--- What this task involves ---
For the material below, return exactly the lines starting at the line containing "Exercise. Pin every instance of the violin strings" and ending at the line containing "Exercise. Pin every instance of the pepper", both ends included, and no others.

**** Records for this exercise ****

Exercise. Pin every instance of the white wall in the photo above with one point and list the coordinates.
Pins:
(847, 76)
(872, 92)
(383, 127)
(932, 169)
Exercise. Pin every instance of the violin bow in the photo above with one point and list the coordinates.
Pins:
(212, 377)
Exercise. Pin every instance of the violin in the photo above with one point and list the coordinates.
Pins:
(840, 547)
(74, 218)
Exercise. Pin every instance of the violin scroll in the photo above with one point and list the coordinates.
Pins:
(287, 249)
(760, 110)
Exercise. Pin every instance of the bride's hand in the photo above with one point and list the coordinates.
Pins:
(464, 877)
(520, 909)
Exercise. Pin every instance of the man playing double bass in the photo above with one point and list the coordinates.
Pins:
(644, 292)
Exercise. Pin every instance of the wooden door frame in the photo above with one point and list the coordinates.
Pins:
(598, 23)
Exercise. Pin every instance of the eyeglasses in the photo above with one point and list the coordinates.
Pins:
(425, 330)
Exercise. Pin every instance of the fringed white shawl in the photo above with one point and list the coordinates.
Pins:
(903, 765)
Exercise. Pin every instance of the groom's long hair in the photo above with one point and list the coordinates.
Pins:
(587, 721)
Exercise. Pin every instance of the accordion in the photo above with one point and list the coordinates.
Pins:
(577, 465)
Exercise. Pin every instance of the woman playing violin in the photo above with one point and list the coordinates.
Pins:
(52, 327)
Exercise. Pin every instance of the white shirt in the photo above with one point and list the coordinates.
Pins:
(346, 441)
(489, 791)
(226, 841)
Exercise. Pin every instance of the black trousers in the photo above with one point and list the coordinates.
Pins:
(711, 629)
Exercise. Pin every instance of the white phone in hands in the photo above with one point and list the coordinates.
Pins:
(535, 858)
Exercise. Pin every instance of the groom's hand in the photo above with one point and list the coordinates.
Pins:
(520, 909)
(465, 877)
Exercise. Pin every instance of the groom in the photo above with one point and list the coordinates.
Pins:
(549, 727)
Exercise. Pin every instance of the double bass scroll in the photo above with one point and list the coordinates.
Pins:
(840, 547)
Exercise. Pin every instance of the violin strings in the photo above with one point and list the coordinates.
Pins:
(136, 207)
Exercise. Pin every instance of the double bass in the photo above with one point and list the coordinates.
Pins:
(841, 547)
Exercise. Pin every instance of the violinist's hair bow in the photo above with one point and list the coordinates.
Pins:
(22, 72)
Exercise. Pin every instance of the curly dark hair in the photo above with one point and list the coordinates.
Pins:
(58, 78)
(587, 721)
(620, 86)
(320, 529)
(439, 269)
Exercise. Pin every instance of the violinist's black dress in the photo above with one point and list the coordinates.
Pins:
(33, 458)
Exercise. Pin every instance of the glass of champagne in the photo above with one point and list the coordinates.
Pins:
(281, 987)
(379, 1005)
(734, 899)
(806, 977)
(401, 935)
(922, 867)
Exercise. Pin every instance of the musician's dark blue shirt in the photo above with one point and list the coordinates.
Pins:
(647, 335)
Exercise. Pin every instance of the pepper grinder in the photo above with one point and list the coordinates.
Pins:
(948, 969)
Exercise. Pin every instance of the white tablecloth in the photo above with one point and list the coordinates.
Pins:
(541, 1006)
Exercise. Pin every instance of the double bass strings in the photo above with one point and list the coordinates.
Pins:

****

--- Output of the exercise ---
Exercise. Pin every instance of the violin strings in the photo above with one point and list the coordinates.
Pins:
(136, 207)
Exercise. Pin every instance of the double bass in the photo above with one point and list the coordinates.
Pins:
(841, 547)
Exercise. Pin every instance of the violinist's hair bow in the photo above with one point and list the coordinates.
Pins:
(22, 72)
Exercise. Pin every instance of the curly dark hair in the photo above with one point and list the coordinates.
Pins:
(58, 78)
(587, 721)
(620, 86)
(320, 529)
(439, 269)
Exercise. Pin every instance of the violinist's black dress in the photo above with one point and list the coordinates.
Pins:
(33, 458)
Exercise. Pin every instance of the glass of champagne in the photo above with one point and list the coordinates.
Pins:
(281, 987)
(379, 1005)
(734, 899)
(806, 977)
(401, 935)
(922, 867)
Exercise. Pin every instance of the musician's dark blue shirt in the photo above with one point and list the coordinates.
Pins:
(647, 335)
Exercise. Pin every instance of the pepper grinder in the photo above with one point and list the coordinates.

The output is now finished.